▶ _Document text_
==============================
This proceeding arises from the filing of a complaint on September 16, 1953, in the United States District Court for the Northern District of California, claiming damages for assault and battery. There it was alleged that on or about July 31, 1952, on Wake Island, a possession of the United States, Yandell and Martin Sorenson, who is an employee of Transocean, became involved in an altercation and the latter assaulted Yandell.

2

Transocean filed an answer containing a denial of most of the allegations of the complaint and the affirmative defense that the suit of Yandell was barred by laches and statute of limitations. Self defense was also pleaded.

3

The matter was set for trial. At the beginning of the trial, the cause was transferred from the civil to the admiralty side of the court. Transocean then moved for judgment on the pleadings on the ground that the action was barred by the statute of limitations. This motion was taken under advisement and ruling reserved.
==============================
▶ _Given entries_
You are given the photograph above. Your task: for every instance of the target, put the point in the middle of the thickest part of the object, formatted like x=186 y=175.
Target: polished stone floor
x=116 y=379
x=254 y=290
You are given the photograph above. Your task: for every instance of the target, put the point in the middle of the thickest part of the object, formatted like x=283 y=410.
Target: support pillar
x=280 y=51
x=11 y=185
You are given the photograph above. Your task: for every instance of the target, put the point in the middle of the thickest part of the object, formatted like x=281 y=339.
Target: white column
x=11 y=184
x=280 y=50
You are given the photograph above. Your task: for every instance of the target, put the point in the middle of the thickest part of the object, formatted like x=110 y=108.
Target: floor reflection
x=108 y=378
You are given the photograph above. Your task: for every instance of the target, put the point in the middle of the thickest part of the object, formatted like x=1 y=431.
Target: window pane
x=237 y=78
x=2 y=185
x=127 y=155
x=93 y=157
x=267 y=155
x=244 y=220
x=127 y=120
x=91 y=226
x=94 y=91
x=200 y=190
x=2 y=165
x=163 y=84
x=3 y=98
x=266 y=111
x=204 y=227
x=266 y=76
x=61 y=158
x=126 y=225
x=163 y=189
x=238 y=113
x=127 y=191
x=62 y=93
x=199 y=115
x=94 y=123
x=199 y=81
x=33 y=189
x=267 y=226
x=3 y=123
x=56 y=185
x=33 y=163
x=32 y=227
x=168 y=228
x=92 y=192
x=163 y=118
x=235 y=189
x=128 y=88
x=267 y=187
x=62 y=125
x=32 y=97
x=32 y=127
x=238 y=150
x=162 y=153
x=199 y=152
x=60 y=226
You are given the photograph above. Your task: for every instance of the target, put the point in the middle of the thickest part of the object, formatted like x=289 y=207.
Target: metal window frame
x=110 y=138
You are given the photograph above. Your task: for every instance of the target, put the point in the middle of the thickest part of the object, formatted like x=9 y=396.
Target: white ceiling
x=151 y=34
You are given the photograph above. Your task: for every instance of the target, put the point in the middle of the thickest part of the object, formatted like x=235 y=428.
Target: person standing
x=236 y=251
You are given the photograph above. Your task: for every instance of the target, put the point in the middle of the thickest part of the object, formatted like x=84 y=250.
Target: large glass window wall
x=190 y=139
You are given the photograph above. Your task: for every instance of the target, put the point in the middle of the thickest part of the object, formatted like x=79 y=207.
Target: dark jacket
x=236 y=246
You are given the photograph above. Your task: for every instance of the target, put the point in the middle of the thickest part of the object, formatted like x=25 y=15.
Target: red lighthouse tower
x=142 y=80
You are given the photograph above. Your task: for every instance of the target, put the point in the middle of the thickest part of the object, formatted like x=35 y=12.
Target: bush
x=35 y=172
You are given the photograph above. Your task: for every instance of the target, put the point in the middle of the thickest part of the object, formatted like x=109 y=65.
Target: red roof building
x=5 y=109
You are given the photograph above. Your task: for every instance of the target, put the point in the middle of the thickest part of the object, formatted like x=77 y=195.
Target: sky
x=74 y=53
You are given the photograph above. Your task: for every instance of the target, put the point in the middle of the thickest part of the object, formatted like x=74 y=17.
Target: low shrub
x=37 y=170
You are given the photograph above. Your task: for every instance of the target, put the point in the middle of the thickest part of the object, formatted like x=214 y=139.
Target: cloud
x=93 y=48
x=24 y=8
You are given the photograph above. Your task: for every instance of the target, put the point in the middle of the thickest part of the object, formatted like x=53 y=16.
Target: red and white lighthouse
==============================
▶ _Given task_
Quote the court excerpt word for word, from "Transocean filed an" to "and ruling reserved.".

▶ _Result for this task_
Transocean filed an answer containing a denial of most of the allegations of the complaint and the affirmative defense that the suit of Yandell was barred by laches and statute of limitations. Self defense was also pleaded.

3

The matter was set for trial. At the beginning of the trial, the cause was transferred from the civil to the admiralty side of the court. Transocean then moved for judgment on the pleadings on the ground that the action was barred by the statute of limitations. This motion was taken under advisement and ruling reserved.